■ Articolo
+-------+
Storie

Chi è Phillis Wheatley, la poetessa schiavizzata nel XVIII secolo?

Originaria del Gambia e condotta a Boston nel 1761 all’età di 10 anni, è stata la prima afroamericana a pubblicare un libro in un’epoca dominata dal razzismo
Credit: Getty Images 
Tempo di lettura 5 min lettura
13 ottobre 2023 Aggiornato alle 09:00

Il Museo nazionale di storia e cultura afroamericana dello Smithsonian (Usa) acquisisce un’importante collezione riguardante le opere di una poetessa schiavizzata del XVIII secolo e contribuisce a fare emergere come la letteratura, l’arte, la creatività resistano alle barbarie e trovino espressioni anche in condizioni di atroce soggiogamento.

Andiamo per ordine. La donna in questione, una africana originaria del Gambia (anche se c’è chi colloca la sua nascita nel vicino Senegal) condotta a 10 anni a Boston nel 1761 come bambina catturata e fatta schiava, si chiama Phillis Wheatley (il cognome è quello della famiglia che “acquistò” la piccola, Phillis è il nome della nave negriera su cui viaggiò dall’Africa a Boston, ndr).

In America è da secoli una celebrità non solo per essere stata la prima americana di origine africana a pubblicare un libro, ma per il grandissimo valore delle sue opere. In un’epoca di schiavismo sfrenato e razzismo feroce, Phillis trovò l’ispirazione per scrivere versi e il coraggio di farseli pubblicare.

Nel 1773, si imbarcò su una nave che la condusse a Londra, dove si era organizzata e pagata un viaggio di promozione del suo libro di poesie in uscita, il primo mai pubblicato da una americana di origine africana. Nel viaggio di ritorno, la giovane scrittrice, approfittò del lungo tempo a disposizione e compose la sua opera più famosa (ma inedita, venuta miracolosamente alla luce nel 1998, durante un’asta, ndr), Ocean, un’ode che evoca sogni e libertà, dal tono meravigliosamente poetico.

Ocean fa ora ovviamente parte delle opere acquisite dal Museo nazionale di storia e cultura afroamericana dello Smithsonian e comporrà quella che, secondo il museo, sarà la più grande collezione di materiale di Wheatley mai esibita.
+-------+
■ Dati forniti
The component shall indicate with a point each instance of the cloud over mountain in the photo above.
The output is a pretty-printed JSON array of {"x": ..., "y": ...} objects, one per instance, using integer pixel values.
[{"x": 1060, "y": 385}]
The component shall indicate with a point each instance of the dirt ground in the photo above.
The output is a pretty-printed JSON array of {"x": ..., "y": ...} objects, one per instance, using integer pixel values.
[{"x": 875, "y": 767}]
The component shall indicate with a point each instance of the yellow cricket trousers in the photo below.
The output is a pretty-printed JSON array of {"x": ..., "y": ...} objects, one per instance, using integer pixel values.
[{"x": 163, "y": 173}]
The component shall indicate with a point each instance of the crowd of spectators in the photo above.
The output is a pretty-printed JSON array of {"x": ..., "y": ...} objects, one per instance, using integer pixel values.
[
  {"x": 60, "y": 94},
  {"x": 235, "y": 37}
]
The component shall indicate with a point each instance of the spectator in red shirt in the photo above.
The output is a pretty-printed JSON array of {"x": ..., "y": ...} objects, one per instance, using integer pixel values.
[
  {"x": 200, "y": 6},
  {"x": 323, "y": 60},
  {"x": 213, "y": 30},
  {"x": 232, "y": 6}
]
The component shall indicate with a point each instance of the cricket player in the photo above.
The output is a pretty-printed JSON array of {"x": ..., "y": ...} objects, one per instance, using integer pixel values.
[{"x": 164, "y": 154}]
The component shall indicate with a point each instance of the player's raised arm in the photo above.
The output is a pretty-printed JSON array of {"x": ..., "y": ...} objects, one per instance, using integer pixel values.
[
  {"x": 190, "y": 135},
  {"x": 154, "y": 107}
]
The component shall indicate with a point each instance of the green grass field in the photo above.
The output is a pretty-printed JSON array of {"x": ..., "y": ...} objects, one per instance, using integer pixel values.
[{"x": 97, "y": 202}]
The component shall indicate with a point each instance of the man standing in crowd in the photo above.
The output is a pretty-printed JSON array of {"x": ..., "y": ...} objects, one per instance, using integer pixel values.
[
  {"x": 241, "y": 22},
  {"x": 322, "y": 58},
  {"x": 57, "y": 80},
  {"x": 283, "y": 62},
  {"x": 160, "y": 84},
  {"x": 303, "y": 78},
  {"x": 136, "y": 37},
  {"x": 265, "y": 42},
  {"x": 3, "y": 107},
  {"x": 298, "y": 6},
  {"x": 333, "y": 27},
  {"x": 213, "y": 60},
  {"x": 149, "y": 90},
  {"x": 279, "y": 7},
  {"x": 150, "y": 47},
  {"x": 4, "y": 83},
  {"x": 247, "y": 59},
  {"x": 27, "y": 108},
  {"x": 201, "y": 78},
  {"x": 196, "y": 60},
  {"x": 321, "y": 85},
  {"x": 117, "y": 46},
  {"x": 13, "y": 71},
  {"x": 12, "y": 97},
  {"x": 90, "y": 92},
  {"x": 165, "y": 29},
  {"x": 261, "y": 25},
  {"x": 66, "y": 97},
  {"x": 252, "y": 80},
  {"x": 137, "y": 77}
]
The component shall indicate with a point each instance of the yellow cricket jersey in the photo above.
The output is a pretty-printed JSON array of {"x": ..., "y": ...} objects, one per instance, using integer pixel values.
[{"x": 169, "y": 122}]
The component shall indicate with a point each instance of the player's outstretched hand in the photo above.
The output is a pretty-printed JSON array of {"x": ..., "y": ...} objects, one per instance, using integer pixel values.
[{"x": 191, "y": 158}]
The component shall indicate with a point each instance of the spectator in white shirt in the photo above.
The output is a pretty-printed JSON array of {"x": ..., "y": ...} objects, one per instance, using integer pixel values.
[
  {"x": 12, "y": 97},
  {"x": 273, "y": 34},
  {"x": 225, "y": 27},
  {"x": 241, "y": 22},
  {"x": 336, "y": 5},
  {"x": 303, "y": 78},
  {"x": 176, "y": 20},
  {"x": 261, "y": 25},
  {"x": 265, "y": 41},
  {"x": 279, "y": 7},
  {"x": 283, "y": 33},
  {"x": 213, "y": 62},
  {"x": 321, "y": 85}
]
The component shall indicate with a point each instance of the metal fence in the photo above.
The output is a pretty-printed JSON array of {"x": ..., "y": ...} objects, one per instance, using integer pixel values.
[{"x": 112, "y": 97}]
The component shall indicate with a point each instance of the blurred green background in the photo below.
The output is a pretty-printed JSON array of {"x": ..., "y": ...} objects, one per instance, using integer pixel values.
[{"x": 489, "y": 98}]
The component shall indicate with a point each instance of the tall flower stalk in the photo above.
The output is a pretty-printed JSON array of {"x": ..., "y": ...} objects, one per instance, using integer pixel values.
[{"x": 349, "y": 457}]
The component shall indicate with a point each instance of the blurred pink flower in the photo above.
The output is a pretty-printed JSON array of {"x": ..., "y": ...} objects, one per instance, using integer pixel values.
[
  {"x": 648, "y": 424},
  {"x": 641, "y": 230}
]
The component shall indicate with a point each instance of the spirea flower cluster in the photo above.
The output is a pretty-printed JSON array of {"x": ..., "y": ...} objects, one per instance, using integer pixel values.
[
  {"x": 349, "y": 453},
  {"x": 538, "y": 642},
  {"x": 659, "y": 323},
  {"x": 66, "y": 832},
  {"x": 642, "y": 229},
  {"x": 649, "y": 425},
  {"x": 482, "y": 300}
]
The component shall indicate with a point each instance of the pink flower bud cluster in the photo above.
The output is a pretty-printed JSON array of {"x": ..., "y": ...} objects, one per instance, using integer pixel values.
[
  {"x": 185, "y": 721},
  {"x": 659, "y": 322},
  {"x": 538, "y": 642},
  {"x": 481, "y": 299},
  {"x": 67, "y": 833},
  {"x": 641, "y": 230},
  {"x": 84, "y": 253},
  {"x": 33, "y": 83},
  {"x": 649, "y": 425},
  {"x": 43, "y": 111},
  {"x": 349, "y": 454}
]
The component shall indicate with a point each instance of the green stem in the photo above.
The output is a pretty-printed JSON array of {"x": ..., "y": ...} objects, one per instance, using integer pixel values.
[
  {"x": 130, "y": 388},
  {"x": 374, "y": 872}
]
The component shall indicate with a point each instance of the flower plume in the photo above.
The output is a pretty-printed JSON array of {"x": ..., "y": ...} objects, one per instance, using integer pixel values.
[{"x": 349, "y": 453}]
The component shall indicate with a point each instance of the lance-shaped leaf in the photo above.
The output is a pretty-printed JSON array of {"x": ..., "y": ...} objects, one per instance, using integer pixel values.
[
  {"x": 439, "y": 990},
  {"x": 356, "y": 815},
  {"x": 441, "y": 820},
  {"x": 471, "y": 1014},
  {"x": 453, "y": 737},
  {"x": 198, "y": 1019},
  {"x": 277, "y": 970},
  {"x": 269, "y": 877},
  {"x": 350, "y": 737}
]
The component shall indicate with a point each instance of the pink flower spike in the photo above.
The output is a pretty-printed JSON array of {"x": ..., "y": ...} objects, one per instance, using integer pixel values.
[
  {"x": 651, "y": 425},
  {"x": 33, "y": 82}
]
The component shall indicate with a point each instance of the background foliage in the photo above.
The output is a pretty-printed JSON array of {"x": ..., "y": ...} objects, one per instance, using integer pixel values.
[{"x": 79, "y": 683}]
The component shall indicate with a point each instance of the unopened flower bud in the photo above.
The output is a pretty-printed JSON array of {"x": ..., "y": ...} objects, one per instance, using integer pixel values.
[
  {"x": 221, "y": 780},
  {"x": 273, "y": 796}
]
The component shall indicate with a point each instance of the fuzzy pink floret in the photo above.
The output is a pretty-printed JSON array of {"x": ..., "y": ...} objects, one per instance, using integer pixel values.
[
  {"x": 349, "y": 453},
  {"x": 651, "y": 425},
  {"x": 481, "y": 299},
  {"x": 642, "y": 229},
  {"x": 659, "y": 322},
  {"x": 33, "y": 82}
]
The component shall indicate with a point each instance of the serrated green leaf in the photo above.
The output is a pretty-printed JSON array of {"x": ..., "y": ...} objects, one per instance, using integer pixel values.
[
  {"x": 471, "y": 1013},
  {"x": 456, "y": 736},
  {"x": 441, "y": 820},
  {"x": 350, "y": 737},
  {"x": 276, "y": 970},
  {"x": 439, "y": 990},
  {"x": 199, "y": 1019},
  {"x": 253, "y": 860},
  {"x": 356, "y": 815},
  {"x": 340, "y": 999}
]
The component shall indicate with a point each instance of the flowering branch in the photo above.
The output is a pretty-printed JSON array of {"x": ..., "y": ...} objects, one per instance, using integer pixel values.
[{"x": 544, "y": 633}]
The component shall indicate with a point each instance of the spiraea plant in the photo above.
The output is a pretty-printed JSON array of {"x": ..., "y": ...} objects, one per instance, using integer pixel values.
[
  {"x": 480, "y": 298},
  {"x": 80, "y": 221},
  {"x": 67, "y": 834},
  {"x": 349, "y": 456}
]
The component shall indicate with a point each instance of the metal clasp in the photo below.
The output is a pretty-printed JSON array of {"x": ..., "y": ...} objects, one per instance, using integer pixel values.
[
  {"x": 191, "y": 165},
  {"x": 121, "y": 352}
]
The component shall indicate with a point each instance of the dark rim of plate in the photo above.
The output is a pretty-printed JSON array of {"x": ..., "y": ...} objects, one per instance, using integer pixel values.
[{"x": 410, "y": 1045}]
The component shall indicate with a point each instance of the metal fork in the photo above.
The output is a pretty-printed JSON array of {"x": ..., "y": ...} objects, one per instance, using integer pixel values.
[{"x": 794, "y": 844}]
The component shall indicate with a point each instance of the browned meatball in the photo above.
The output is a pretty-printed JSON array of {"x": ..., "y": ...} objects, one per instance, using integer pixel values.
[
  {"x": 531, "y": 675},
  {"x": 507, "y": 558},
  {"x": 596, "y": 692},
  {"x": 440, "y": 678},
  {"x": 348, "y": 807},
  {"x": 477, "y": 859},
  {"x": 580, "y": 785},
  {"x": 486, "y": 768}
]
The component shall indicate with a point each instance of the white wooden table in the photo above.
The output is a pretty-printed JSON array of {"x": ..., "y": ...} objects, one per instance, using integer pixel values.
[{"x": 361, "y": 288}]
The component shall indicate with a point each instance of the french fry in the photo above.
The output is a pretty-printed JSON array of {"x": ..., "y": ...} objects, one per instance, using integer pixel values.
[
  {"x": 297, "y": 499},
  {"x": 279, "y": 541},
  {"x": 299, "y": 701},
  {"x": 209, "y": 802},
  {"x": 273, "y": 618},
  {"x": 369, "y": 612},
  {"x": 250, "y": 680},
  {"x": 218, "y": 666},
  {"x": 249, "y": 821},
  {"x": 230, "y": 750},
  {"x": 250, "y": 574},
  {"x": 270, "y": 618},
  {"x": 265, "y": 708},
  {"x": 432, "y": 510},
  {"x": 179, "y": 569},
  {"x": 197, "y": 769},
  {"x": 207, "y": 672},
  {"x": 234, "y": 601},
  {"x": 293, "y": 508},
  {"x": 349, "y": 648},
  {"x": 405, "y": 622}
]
+-------+
■ Compito da svolgere
Trascriva l'articolo su Phillis Wheatley da "Originaria del Gambia e" giù fino a "di atroce soggiogamento.", rinominando "Museo nazionale di storia e cultura afroamericana" in "NMAAHC". L'elenco costituisce materiale a sé, distinto dall'articolo.

■ Soluzione proposta
Originaria del Gambia e condotta a Boston nel 1761 all’età di 10 anni, è stata la prima afroamericana a pubblicare un libro in un’epoca dominata dal razzismo
Credit: Getty Images 
Tempo di lettura 5 min lettura
13 ottobre 2023 Aggiornato alle 09:00

Il NMAAHC dello Smithsonian (Usa) acquisisce un’importante collezione riguardante le opere di una poetessa schiavizzata del XVIII secolo e contribuisce a fare emergere come la letteratura, l’arte, la creatività resistano alle barbarie e trovino espressioni anche in condizioni di atroce soggiogamento.